(Gespeicherte Datensatzeinträge)
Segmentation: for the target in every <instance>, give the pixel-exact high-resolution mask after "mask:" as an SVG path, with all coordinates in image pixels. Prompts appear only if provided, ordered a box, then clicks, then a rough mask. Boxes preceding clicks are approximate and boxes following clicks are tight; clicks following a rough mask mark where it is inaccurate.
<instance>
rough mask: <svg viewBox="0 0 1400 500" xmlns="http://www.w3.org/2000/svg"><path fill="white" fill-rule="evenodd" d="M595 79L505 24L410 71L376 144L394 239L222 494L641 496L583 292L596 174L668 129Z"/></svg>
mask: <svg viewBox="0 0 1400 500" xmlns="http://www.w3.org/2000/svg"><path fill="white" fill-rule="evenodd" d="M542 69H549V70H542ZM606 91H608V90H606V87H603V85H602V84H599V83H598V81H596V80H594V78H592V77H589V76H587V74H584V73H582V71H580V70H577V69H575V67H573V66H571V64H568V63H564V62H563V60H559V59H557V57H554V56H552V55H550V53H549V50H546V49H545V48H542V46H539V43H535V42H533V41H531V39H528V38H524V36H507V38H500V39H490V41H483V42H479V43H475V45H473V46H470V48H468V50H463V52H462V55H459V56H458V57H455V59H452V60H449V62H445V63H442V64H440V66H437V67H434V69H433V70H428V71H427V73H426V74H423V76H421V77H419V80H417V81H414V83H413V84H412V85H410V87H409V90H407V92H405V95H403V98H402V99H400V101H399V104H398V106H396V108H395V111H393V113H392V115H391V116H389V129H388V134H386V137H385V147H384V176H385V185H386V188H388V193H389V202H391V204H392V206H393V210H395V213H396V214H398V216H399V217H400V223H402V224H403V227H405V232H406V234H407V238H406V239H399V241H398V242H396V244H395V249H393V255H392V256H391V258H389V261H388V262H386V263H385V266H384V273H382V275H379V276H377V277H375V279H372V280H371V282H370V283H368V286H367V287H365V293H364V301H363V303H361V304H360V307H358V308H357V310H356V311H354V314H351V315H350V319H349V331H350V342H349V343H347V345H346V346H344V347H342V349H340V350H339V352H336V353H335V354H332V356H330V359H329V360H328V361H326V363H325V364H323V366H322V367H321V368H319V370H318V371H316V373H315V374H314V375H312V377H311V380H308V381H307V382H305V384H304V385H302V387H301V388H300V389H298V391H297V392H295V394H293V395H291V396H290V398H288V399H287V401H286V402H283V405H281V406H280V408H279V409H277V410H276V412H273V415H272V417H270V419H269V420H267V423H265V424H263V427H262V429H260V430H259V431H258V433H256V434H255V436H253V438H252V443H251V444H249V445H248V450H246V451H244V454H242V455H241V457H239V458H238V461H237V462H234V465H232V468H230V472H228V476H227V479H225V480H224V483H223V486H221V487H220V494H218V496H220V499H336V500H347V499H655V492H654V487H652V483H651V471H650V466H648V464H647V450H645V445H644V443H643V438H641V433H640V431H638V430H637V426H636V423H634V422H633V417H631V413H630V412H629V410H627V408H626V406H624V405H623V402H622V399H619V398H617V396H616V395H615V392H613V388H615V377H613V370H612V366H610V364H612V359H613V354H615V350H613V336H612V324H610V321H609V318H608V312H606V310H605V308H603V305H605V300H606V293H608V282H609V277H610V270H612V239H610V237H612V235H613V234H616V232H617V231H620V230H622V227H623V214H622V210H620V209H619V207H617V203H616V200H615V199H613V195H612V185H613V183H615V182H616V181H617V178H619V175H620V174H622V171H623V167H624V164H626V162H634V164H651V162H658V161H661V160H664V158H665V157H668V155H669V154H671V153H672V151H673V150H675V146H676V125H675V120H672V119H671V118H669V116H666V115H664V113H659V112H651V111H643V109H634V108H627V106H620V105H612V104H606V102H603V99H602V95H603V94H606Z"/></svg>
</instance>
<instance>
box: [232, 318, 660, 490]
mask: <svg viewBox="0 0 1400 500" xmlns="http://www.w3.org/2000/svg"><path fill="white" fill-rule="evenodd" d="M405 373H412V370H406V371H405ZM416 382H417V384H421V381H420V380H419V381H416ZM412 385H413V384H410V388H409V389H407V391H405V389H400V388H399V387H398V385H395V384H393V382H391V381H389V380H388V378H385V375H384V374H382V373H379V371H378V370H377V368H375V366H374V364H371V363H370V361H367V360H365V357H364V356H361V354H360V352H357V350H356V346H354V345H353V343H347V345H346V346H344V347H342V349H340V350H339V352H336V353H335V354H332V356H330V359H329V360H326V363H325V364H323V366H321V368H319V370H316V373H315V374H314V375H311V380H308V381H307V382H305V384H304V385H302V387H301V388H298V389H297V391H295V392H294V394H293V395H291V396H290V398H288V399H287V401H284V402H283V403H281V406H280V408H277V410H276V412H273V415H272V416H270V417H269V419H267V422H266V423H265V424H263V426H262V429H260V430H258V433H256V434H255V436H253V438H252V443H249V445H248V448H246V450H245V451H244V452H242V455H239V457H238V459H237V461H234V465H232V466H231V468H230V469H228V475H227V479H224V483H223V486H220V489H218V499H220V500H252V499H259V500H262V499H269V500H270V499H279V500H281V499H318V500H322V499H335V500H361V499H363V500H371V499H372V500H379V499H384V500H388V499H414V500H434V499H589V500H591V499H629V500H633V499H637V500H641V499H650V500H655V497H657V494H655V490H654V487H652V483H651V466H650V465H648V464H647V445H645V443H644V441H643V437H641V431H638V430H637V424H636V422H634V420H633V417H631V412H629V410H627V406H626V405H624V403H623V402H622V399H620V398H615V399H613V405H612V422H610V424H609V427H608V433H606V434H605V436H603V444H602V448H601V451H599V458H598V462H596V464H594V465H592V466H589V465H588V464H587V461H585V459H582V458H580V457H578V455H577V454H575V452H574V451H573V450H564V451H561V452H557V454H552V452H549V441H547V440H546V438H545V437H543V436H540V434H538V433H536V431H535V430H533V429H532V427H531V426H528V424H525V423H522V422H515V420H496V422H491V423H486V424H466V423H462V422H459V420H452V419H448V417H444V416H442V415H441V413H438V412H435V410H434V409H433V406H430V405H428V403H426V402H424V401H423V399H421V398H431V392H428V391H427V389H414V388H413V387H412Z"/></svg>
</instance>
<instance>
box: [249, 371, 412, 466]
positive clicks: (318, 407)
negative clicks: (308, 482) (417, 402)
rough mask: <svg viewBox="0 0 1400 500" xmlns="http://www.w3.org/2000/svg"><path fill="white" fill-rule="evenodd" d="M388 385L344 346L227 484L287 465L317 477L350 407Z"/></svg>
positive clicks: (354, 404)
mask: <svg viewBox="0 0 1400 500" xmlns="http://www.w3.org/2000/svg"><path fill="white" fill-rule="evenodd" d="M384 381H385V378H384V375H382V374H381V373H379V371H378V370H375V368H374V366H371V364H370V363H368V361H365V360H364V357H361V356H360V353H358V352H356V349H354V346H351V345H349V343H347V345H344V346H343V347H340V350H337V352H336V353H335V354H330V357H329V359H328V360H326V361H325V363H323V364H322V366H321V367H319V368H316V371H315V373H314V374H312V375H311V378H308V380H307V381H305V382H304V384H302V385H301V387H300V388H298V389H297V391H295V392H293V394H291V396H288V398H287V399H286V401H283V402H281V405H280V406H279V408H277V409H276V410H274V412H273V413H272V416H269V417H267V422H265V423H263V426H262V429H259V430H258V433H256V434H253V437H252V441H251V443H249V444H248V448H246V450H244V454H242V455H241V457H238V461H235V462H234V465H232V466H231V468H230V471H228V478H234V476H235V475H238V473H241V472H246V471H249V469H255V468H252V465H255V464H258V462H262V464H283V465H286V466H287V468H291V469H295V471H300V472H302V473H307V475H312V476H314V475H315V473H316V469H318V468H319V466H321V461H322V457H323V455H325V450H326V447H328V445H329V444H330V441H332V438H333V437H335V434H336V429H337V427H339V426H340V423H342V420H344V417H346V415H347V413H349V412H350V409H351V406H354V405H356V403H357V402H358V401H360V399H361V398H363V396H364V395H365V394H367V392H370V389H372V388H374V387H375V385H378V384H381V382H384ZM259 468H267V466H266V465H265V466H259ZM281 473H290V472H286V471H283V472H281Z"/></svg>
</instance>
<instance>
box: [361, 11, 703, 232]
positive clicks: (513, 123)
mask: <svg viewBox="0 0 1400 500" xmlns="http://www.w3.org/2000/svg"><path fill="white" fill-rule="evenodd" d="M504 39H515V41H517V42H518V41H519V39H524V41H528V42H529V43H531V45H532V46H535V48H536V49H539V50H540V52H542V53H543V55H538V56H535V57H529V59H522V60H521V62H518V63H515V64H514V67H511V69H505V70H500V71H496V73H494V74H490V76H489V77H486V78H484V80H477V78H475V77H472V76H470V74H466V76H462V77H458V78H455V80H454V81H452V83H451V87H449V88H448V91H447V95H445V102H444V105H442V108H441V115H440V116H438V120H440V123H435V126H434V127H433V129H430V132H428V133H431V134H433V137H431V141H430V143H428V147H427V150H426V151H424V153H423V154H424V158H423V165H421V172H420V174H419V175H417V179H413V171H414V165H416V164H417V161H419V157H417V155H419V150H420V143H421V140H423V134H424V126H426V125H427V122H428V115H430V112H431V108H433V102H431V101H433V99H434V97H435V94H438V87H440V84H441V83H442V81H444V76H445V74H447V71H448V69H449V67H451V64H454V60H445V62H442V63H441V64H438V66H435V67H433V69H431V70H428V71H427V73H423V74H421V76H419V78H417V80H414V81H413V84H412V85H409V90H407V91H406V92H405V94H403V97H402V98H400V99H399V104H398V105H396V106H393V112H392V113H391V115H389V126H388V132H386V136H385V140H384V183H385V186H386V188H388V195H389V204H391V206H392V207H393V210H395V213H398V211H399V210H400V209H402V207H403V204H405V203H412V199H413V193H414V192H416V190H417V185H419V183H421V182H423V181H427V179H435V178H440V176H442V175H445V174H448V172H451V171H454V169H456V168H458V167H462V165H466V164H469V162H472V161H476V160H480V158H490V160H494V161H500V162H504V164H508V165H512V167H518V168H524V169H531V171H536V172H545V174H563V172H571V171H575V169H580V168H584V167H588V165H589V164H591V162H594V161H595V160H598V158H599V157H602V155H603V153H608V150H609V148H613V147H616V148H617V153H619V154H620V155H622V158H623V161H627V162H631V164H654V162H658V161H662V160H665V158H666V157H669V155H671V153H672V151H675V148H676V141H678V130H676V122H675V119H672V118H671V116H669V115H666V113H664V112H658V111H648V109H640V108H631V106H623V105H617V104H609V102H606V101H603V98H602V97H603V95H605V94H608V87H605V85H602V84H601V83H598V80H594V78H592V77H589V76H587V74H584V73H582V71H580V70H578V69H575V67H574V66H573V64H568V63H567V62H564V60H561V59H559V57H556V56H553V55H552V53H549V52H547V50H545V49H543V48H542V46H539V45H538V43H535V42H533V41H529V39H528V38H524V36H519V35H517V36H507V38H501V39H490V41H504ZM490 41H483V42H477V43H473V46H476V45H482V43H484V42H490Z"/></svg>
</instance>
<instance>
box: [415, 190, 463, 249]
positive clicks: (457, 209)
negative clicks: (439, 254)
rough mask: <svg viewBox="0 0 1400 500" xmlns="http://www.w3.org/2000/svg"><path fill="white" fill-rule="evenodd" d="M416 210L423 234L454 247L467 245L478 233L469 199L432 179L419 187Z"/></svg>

Arbeitsanweisung :: Überführe die Zeilen vom Anfang der Einträge bis einschließlich der Zeile mit „79L505 24L410 71L376“ in eine nummerierte Liste, wobei Leerzeilen entfallen.

Deine Antwort ::
1. Segmentation: for the target in every <instance>, give the pixel-exact high-resolution mask after "mask:" as an SVG path, with all coordinates in image pixels. Prompts appear only if provided, ordered a box, then clicks, then a rough mask. Boxes preceding clicks are approximate and boxes following clicks are tight; clicks following a rough mask mark where it is inaccurate.
2. <instance>
3. rough mask: <svg viewBox="0 0 1400 500" xmlns="http://www.w3.org/2000/svg"><path fill="white" fill-rule="evenodd" d="M595 79L505 24L410 71L376 144L394 239L222 494L641 496L583 292L596 174L668 129Z"/></svg>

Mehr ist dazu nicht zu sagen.